THE DATA -
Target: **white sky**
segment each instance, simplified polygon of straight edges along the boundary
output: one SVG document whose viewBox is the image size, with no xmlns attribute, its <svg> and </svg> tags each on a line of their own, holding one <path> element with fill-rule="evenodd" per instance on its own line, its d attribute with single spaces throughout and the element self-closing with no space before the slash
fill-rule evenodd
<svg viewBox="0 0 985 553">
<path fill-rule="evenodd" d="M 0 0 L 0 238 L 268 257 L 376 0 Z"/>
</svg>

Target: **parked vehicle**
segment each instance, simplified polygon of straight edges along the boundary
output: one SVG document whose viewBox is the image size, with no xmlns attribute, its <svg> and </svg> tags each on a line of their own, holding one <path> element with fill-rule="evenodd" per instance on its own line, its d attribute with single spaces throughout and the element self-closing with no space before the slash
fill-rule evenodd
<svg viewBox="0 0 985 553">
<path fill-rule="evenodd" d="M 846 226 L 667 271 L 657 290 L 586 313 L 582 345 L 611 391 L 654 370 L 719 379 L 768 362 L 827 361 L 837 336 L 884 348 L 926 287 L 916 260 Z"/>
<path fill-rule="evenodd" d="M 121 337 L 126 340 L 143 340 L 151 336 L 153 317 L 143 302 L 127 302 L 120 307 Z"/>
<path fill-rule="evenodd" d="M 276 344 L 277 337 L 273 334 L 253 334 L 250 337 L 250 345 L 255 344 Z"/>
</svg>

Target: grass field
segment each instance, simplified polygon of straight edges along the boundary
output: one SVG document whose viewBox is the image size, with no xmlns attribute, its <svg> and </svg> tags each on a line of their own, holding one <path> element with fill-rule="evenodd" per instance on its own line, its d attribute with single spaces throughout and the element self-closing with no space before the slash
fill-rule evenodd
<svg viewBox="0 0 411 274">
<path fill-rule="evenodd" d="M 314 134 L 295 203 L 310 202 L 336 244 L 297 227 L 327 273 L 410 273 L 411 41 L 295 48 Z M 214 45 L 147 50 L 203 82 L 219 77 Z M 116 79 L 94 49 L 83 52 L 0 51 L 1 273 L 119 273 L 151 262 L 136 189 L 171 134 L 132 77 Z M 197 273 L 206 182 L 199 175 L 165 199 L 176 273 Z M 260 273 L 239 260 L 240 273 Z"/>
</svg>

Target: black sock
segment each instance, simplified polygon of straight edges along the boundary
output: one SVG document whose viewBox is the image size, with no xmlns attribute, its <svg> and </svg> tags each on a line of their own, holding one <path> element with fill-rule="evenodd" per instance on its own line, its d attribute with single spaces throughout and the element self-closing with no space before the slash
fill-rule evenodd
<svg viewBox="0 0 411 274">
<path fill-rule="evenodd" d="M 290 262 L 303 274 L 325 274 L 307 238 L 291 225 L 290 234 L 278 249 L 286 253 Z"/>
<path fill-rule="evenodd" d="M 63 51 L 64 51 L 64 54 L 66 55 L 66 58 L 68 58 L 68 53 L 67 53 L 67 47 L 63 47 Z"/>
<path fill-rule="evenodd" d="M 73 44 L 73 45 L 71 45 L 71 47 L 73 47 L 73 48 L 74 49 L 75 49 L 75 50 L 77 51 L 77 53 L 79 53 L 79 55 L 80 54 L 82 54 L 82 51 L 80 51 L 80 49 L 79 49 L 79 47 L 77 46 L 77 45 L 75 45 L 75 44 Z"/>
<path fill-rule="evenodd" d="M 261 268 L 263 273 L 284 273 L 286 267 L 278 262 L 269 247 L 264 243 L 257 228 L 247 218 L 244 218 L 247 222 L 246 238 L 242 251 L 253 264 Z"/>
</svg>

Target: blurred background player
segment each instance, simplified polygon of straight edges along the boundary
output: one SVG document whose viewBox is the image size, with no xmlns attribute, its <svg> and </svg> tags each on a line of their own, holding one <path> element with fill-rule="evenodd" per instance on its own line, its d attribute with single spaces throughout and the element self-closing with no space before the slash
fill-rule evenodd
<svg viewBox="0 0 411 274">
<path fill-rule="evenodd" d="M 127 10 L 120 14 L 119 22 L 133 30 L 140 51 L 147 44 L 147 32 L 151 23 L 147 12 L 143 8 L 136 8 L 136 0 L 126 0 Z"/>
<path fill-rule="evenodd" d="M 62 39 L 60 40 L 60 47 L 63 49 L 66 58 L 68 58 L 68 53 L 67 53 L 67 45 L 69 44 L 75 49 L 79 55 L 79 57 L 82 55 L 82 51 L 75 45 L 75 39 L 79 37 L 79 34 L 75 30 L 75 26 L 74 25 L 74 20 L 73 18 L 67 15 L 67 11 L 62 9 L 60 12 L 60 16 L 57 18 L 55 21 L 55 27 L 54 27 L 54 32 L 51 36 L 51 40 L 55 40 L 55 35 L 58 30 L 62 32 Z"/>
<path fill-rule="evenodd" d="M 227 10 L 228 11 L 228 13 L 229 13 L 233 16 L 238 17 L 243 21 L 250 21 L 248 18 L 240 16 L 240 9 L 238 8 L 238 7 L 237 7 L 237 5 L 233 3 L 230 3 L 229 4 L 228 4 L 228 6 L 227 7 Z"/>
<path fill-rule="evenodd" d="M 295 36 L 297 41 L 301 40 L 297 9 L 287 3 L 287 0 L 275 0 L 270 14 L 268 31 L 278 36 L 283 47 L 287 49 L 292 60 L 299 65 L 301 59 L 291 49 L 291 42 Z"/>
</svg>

YOUR GOAL -
Rewrite the material above with every occurrence of "straight edges" changed to "straight line segments", keeping everything else unchanged.

THE ANSWER -
Target: **white sky**
segment each instance, simplified polygon of straight line segments along the boundary
output: one SVG document whose viewBox is the image size, with no xmlns attribute, its <svg> and </svg> tags each on a line of their own, holding one <path> element with fill-rule="evenodd" per instance on its own line, its d attribute with single spaces throughout and the element self-closing with no space before the slash
fill-rule evenodd
<svg viewBox="0 0 985 553">
<path fill-rule="evenodd" d="M 0 0 L 0 238 L 268 257 L 376 0 Z"/>
</svg>

Target: **parked vehicle**
segment each instance, simplified polygon of straight line segments along the boundary
output: one SVG document whose viewBox is the image size, with no xmlns attribute, its <svg> and </svg> tags each on a line of their own, holding one <path> element with fill-rule="evenodd" per instance on its own line, its d attribute with single spaces throughout and the element self-closing with no space before the slash
fill-rule evenodd
<svg viewBox="0 0 985 553">
<path fill-rule="evenodd" d="M 846 226 L 667 271 L 657 290 L 586 313 L 582 345 L 611 391 L 654 370 L 719 379 L 768 362 L 827 361 L 837 336 L 884 348 L 926 287 L 916 260 Z"/>
<path fill-rule="evenodd" d="M 121 337 L 126 340 L 143 340 L 151 336 L 153 317 L 143 302 L 127 302 L 120 307 Z"/>
<path fill-rule="evenodd" d="M 276 344 L 277 337 L 273 334 L 253 334 L 250 337 L 250 345 L 255 344 Z"/>
</svg>

Target: grass field
segment each instance, simplified polygon of straight line segments along the boundary
output: one SVG document whose viewBox is the image size, with no xmlns attribute, its <svg> and </svg> tags each on a line of their own, holding one <path> element with fill-rule="evenodd" per instance on its own line, its d attribute with single spaces throughout and the element self-closing with no space before the slash
fill-rule evenodd
<svg viewBox="0 0 411 274">
<path fill-rule="evenodd" d="M 314 134 L 295 203 L 310 202 L 336 244 L 297 227 L 327 273 L 410 273 L 411 41 L 295 48 Z M 214 45 L 147 50 L 203 82 L 219 77 Z M 116 79 L 94 49 L 83 52 L 0 51 L 1 273 L 119 273 L 151 262 L 136 189 L 171 134 L 132 77 Z M 197 273 L 206 182 L 199 175 L 165 199 L 176 273 Z M 260 273 L 239 260 L 240 273 Z"/>
</svg>

Target: black sock
segment each instance, simplified polygon of straight line segments along the boundary
output: one SVG document whose viewBox is the image size, with no xmlns attribute, its <svg> and </svg> tags each on a line of their own, holding one <path> element with fill-rule="evenodd" per instance on its own line, its d attribute with single spaces throughout and the element self-closing with no space before the slash
fill-rule evenodd
<svg viewBox="0 0 411 274">
<path fill-rule="evenodd" d="M 290 262 L 303 274 L 325 274 L 307 238 L 291 225 L 290 234 L 278 249 L 286 253 Z"/>
<path fill-rule="evenodd" d="M 63 51 L 64 51 L 64 54 L 66 55 L 66 58 L 68 58 L 68 53 L 67 53 L 67 47 L 63 47 Z"/>
<path fill-rule="evenodd" d="M 73 44 L 73 45 L 71 45 L 71 47 L 73 47 L 73 48 L 74 49 L 75 49 L 75 50 L 77 51 L 77 53 L 79 53 L 79 55 L 80 54 L 82 54 L 82 51 L 80 51 L 80 49 L 79 49 L 79 47 L 77 46 L 77 45 L 75 45 L 75 44 Z"/>
<path fill-rule="evenodd" d="M 261 268 L 263 273 L 284 273 L 286 267 L 278 262 L 269 247 L 264 243 L 257 228 L 247 218 L 244 218 L 247 222 L 246 238 L 242 251 L 253 264 Z"/>
</svg>

Target: blurred background player
segment each instance, simplified polygon of straight line segments along the boundary
output: one SVG document whose viewBox is the image size, with no xmlns attribute, its <svg> and </svg> tags each on a line of their own, holding one <path> element with fill-rule="evenodd" per instance on its own line, its d attribute with single spaces throughout and the element self-closing with no space before the slash
fill-rule evenodd
<svg viewBox="0 0 411 274">
<path fill-rule="evenodd" d="M 127 10 L 120 14 L 119 22 L 133 30 L 140 51 L 147 44 L 147 32 L 151 23 L 147 12 L 143 8 L 136 8 L 136 0 L 126 0 Z"/>
<path fill-rule="evenodd" d="M 62 39 L 60 40 L 60 47 L 63 49 L 66 58 L 68 58 L 68 53 L 67 53 L 67 45 L 69 44 L 75 49 L 79 55 L 79 57 L 82 55 L 82 51 L 75 45 L 75 39 L 79 37 L 79 34 L 75 30 L 75 26 L 74 25 L 74 20 L 73 18 L 67 15 L 67 11 L 62 9 L 60 12 L 60 16 L 57 18 L 55 21 L 55 27 L 54 27 L 54 32 L 51 36 L 51 40 L 55 40 L 55 35 L 58 30 L 62 32 Z"/>
<path fill-rule="evenodd" d="M 227 10 L 228 11 L 228 13 L 229 13 L 233 16 L 238 17 L 243 21 L 250 21 L 248 18 L 240 16 L 240 9 L 238 8 L 238 7 L 237 7 L 237 5 L 233 3 L 230 3 L 229 4 L 228 4 L 228 6 L 227 7 Z"/>
<path fill-rule="evenodd" d="M 295 36 L 297 41 L 301 40 L 297 9 L 287 3 L 287 0 L 275 0 L 270 14 L 268 31 L 278 36 L 283 47 L 287 49 L 292 60 L 299 65 L 301 59 L 291 49 L 291 42 Z"/>
</svg>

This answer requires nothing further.